[Start of section]

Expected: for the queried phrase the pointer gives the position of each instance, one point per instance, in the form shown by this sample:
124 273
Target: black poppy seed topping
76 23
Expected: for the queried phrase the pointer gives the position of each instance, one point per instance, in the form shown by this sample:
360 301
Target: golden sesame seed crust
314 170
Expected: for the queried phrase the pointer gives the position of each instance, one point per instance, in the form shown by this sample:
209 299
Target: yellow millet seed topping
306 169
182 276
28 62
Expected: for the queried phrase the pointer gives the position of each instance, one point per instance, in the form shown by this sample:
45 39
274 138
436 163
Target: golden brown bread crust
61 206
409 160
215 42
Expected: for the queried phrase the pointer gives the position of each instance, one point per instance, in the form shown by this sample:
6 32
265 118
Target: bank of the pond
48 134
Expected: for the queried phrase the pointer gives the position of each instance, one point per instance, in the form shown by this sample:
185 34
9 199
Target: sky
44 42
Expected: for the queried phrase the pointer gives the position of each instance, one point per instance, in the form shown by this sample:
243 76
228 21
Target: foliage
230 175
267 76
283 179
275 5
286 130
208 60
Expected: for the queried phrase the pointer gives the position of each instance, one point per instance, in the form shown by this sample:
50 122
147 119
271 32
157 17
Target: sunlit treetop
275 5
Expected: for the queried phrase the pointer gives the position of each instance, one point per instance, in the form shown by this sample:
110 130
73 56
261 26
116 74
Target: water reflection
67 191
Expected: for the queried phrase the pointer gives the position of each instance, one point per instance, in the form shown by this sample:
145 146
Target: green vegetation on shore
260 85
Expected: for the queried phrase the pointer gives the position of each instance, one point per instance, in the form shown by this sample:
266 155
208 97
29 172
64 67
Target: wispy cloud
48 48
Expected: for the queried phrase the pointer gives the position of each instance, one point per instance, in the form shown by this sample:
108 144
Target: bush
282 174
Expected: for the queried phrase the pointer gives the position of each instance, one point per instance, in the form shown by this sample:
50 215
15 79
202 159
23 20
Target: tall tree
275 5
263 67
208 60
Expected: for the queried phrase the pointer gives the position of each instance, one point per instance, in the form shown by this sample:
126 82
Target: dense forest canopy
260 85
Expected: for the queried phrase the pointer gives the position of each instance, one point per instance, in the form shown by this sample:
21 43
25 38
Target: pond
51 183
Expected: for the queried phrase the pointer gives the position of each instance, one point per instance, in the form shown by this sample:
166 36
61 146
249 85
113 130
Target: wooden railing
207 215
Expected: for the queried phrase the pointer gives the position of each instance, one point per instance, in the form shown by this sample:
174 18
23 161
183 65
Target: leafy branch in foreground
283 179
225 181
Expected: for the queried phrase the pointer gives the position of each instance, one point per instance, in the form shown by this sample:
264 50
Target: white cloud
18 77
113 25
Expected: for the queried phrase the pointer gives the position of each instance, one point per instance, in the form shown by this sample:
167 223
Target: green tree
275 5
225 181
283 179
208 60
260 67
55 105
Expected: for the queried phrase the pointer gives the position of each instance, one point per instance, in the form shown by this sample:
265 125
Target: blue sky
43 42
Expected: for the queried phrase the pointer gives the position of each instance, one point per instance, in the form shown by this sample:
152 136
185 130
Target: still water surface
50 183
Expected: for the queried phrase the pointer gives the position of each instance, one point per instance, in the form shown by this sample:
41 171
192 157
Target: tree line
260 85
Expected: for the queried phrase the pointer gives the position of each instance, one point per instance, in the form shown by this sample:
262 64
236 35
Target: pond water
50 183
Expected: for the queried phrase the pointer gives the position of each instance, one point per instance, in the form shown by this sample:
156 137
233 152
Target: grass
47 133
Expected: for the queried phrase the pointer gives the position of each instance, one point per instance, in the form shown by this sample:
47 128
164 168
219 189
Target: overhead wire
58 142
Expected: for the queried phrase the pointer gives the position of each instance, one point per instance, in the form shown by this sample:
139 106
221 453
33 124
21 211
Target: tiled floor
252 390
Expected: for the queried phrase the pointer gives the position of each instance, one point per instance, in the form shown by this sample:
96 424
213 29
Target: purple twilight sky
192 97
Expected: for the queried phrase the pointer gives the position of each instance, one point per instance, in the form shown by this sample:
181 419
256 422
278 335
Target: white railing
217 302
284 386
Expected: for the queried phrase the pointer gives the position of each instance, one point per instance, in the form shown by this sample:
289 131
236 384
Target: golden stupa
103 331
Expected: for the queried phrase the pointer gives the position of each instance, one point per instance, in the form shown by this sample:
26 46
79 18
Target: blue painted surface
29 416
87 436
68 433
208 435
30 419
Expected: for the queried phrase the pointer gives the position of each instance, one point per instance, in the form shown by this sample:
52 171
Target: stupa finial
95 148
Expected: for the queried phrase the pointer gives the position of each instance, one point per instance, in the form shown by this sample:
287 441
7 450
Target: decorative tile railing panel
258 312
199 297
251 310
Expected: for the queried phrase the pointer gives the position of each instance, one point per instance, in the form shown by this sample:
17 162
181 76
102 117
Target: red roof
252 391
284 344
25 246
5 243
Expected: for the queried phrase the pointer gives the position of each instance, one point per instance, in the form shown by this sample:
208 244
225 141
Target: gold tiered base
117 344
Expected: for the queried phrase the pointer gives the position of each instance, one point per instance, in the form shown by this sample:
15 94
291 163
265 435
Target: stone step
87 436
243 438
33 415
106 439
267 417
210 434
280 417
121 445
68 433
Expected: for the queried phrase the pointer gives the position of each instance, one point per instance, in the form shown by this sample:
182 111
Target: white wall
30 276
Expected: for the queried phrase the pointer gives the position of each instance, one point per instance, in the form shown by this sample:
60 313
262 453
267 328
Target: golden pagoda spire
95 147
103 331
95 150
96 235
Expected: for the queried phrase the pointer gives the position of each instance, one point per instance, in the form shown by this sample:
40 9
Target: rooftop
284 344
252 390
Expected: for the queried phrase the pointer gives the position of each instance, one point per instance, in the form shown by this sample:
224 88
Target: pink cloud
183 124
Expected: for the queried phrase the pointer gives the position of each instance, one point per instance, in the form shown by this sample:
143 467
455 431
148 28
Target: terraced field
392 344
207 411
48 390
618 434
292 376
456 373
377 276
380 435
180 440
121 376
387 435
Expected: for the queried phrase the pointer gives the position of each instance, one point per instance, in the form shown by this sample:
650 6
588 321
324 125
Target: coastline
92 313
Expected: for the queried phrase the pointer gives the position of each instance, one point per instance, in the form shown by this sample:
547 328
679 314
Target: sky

[End of section]

_Your task:_ Would you reproduce the entire listing, keeping every line as it is?

_Exercise result:_
Expected: for the queried phrase the pointer gives the position of each instance, one point per instance, in the form shown by this sample:
124 273
Target: black poppy seed topping
76 23
Expected: for the queried phrase the pointer gives the position of each instance, one point per instance, in the form shown by this sample:
360 301
Target: golden sesame seed crust
314 170
Expected: for the queried phrase the pointer gives the position of each instance, one point per instance, in the form shown by this sample:
209 299
Target: yellow millet seed topping
306 169
182 276
28 62
Expected: for the queried phrase the pointer gives the position of each instance, one point per instance, in the form shown by this sample:
45 39
274 138
436 163
Target: golden brown bread crust
61 206
409 160
215 42
Expected: for the queried phrase the pointer gives the position of each instance, one point per instance, in the form shown by this sample:
6 32
265 118
Target: bank of the pond
48 134
Expected: for the queried phrase the pointer gives the position of each instance, one point per instance, in the form shown by this sample:
185 34
9 199
Target: sky
44 42
Expected: for the queried phrase the pointer gives the position of each instance, one point per instance, in the form shown by this sample:
243 76
228 21
Target: foliage
230 175
267 76
283 179
275 5
286 130
208 60
Expected: for the queried phrase the pointer gives the position of each instance, one point per instance, in the form shown by this sample:
50 122
147 119
271 32
157 17
Target: sunlit treetop
275 5
Expected: for the queried phrase the pointer gives the position of each instance, one point per instance, in the form shown by this sample:
110 130
73 56
261 26
116 74
Target: water reflection
67 191
Expected: for the queried phrase the pointer gives the position of each instance, one point per instance, in the form shown by this sample:
145 146
Target: green vegetation on shore
260 85
Expected: for the queried phrase the pointer gives the position of each instance, one point per instance, in the form shown by this sample:
266 155
208 97
29 172
64 67
Target: wispy cloud
48 48
Expected: for the queried phrase the pointer gives the position of each instance, one point per instance, in the form shown by this sample:
108 144
Target: bush
282 174
Expected: for the queried phrase the pointer gives the position of each instance, one point per instance, in the form shown by this sample:
50 215
15 79
202 159
23 20
Target: tall tree
275 5
263 67
208 60
Expected: for the queried phrase the pointer gives the position of each instance, one point per instance, in the form shown by this sample:
126 82
Target: dense forest canopy
260 85
Expected: for the queried phrase the pointer gives the position of each instance, one point per instance, in the form shown by this sample:
21 43
25 38
Target: pond
51 183
Expected: for the queried phrase the pointer gives the position of each instance, one point per instance, in the form shown by this sample:
166 36
61 146
249 85
113 130
Target: wooden railing
207 215
Expected: for the queried phrase the pointer gives the position of each instance, one point per instance, in the form shown by this sample:
174 18
23 161
183 65
Target: leafy branch in foreground
283 179
225 181
Expected: for the queried phrase the pointer gives the position of each instance, one point per instance, in the form shown by this sample:
264 50
Target: white cloud
18 77
113 25
Expected: for the queried phrase the pointer gives the position of each instance, one point per instance, in the form shown by this sample:
167 223
Target: green tree
275 5
225 181
283 179
208 60
260 67
55 105
Expected: for the queried phrase the pointer gives the position of each instance, one point per instance, in the form shown by this sample:
265 125
Target: blue sky
43 42
Expected: for the queried phrase the pointer gives the position of each instance, one point per instance, in the form shown by this sample:
152 136
185 130
Target: still water surface
50 183
Expected: for the queried phrase the pointer gives the position of each instance, one point per instance, in the form shown by this sample:
41 171
192 157
Target: tree line
260 85
Expected: for the queried phrase the pointer gives the position of each instance, one point per instance, in the form shown by this sample:
262 64
236 35
Target: pond water
50 183
Expected: for the queried phrase the pointer gives the position of each instance, one point per instance, in the form shown by this sample:
156 137
233 152
Target: grass
47 133
Expected: for the queried phrase the pointer gives the position of each instance, one point per instance, in the form shown by this sample:
47 128
164 168
219 189
Target: overhead wire
58 142
Expected: for the queried phrase the pointer gives the position of each instance, one point per instance, in the form shown by this sample:
139 106
221 453
33 124
21 211
Target: tiled floor
252 390
Expected: for the queried phrase the pointer gives the position of each instance, one point per instance, in the form shown by this sample:
96 424
213 29
Target: purple twilight sky
192 97
Expected: for the queried phrase the pointer gives the position of each instance, one point per instance, in the form shown by this sample:
181 419
256 422
278 335
Target: white railing
217 302
284 386
Expected: for the queried phrase the pointer gives the position of each instance, one point per instance, in the form shown by this sample:
289 131
236 384
Target: golden stupa
103 331
Expected: for the queried phrase the pointer gives the position of each instance, one point per instance, in the form shown by this sample:
26 46
79 18
Target: blue painted surface
29 416
87 436
68 433
208 435
30 419
Expected: for the queried phrase the pointer gives the position of each instance, one point per instance, in the form shown by this sample:
52 171
Target: stupa finial
95 148
Expected: for the queried phrase the pointer gives the position of each instance, one point per instance, in the form shown by this sample:
287 441
7 450
Target: decorative tile railing panel
258 312
199 297
251 310
Expected: for the queried phrase the pointer gives the position of each instance, one point per instance, in the form shown by this sample:
17 162
181 76
102 117
Target: red roof
252 391
284 344
25 246
5 243
Expected: for the queried phrase the pointer gives the position of each instance, one point per instance, in the form shown by this sample:
208 244
225 141
Target: gold tiered base
117 344
Expected: for the queried phrase the pointer gives the position of each instance, one point per instance, in the form shown by this sample:
15 94
291 163
265 435
Target: stone step
87 436
243 438
33 415
106 439
267 417
210 434
280 417
121 445
68 433
Expected: for the queried phrase the pointer gives the position of each instance, one point per instance, in the form shown by this sample:
182 111
Target: white wall
30 276
Expected: for the queried phrase the pointer gives the position of each instance, one point per instance, in the form shown by this sample:
60 313
262 453
267 328
Target: golden pagoda spire
95 147
103 331
95 150
96 235
Expected: for the queried phrase the pointer gives the position of each instance, one point per instance, in the form shown by this sample:
40 9
Target: rooftop
284 344
252 390
Expected: for the queried phrase the pointer gives the position of each instance, one point per instance, in the form shown by this sample:
224 88
Target: pink cloud
183 124
Expected: for the queried phrase the pointer gives the position of each instance, one point per instance, in the form shown by this sample:
143 467
455 431
148 28
Target: terraced field
392 344
207 411
48 390
618 434
292 376
456 373
377 276
380 435
180 440
121 376
387 435
Expected: for the queried phrase the pointer gives the position of each instance, one point per instance, in the form shown by this sample:
650 6
588 321
324 125
Target: coastline
92 313
Expected: for the queried phrase the pointer gives the position of each instance, one point per instance, in the form shown by this sample:
547 328
679 314
Target: sky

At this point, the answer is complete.